Stated goal 1: Copy the stretch from "2. Motivations and" through "image space [9,10]." in the passage on registering LiDAR data to optical images, word for word.

Selected passage:
-- start --
2. Motivations and Related Works

As a prerequisite for the integrated exploitation of LiDAR data and optical satellite/aerial images, their registration is commonly addressed via a 3D model that transforms the ground coordinates of LiDAR points to their relevant positions in the image space [9,10].

To solve those models, common points are usually identified and extracted manually from both data sources to serve as control points. However, this manual task is tedious and prone to mistakes because 1—the information content in the LiDAR data and images are different (i.e., it is difficult to compare them visually), 2—in LiDAR data taken from dense urban areas, it is difficult to identify individual 3D features as the matching candidate, and 3—regarding the sampling interval in LiDAR data, it is not guaranteed to locate a 3D point at the corner of objects, which is the most appropriate position to make a match candidate [1].

In addition to relieving the above-mentioned problems, automatic methods can address the high rate of data acquisition of recent years. Accordingly, there is much motivation to design and develop reliable automatic methods that deal with the registration of LiDAR data to aerial/satellite images. Matching problems between LiDAR and optical images have been the subject of various researches, some of the most recent of which will now be briefly discussed.
-- end --
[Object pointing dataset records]
-- start --
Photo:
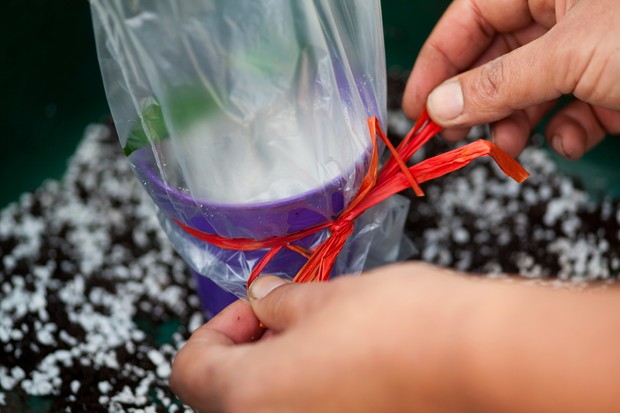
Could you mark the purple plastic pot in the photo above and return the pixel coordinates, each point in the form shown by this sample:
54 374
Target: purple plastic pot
257 221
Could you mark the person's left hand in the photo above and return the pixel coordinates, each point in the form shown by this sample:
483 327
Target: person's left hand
369 343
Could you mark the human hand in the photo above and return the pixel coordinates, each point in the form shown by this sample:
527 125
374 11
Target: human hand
408 337
517 58
383 342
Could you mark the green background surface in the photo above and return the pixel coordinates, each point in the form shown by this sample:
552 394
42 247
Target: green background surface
51 85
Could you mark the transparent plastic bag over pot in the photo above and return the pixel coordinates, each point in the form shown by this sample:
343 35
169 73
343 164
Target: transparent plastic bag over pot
246 119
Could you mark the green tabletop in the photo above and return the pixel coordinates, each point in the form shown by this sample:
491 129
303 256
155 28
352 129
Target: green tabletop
52 86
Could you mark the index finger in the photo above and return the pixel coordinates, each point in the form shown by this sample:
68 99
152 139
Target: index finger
462 34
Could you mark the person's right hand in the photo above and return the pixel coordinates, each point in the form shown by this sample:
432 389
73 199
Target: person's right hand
515 58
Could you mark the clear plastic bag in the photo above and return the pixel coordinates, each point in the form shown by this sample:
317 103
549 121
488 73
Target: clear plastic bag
247 119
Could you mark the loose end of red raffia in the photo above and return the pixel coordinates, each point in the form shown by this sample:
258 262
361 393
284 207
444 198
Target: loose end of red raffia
377 185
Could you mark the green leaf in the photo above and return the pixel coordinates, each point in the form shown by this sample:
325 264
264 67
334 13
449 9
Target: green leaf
153 120
185 107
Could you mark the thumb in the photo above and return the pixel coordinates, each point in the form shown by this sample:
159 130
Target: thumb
280 303
522 78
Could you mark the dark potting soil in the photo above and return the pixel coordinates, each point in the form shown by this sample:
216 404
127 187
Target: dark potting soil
94 302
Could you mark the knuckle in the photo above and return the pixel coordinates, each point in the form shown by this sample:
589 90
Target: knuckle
488 88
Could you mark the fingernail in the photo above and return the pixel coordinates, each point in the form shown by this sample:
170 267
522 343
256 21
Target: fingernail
263 285
556 144
446 101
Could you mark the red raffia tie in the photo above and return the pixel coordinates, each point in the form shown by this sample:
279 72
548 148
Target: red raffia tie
377 185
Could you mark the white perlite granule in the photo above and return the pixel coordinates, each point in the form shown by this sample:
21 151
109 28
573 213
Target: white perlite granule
94 303
79 259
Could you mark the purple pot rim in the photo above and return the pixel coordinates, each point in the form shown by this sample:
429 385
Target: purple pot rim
186 198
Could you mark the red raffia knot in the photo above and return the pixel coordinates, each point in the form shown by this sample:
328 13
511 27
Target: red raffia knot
377 185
-- end --
Stated goal 2: Repeat the stretch of the records from the line containing "Could you mark the red raffia tie" through the end of the records, word for word, and give nothing else.

Correct output 1:
2. Motivations and Related Works

As a prerequisite for the integrated exploitation of LiDAR data and optical satellite/aerial images, their registration is commonly addressed via a 3D model that transforms the ground coordinates of LiDAR points to their relevant positions in the image space [9,10].

Correct output 2:
Could you mark the red raffia tie in the photo above and return the pixel coordinates, each point in the form shown by this sample:
279 72
548 148
Target: red raffia tie
377 185
Could you mark the white perlite granule in the photo above and return the pixel coordinates, each point in the form shown by this sample:
21 151
109 28
573 213
Target: white perlite granule
94 303
79 259
Could you mark the purple pot rim in the photo above and return the pixel coordinates, each point in the form shown by this sample:
429 385
Target: purple pot rim
186 198
Could you mark the red raffia knot in the photo above and return the pixel coordinates, each point in the form shown by this sample:
328 13
511 27
Target: red raffia knot
377 185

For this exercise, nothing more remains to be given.